* start Records to use *

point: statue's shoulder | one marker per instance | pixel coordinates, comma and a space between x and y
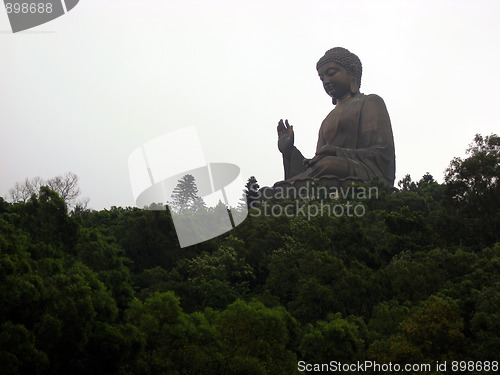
373, 99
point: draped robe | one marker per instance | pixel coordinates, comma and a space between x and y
359, 129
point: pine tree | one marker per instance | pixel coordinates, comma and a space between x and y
251, 192
185, 196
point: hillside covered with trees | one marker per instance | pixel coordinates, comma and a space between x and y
415, 279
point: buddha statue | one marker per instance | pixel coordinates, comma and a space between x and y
355, 141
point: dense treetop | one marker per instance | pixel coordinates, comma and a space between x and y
415, 279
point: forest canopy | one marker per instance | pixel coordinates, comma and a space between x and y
415, 279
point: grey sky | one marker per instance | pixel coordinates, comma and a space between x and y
82, 92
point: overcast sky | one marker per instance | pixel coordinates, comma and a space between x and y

* end Records to use *

Reproduce all the entries that precede this task, word for word, minus any pictures.

point: statue's shoulder | one marker per instance | pixel coordinates, comma and a space between x and y
373, 99
point: draped robe | one marker per instance | pixel coordinates, comma and a space between x and y
359, 129
point: pine tree | one marker per instance | pixel coordinates, comma and a space between x and y
251, 192
185, 196
point: hillside covered with trees | one marker per instance | pixel coordinates, comma and a space between x and y
415, 279
point: buddha statue | one marker per instance | pixel coordinates, comma and a space between x and y
355, 141
point: dense treetop | one marker per instance | pixel coordinates, comma and a space between x and y
415, 279
point: forest canopy | one marker per instance | pixel coordinates, comma and a space between x and y
415, 279
point: grey sky | one marker per instance | pixel coordinates, comma and a space between x and y
82, 92
point: overcast sky | one marker per instance | pixel coordinates, comma and a space between x and y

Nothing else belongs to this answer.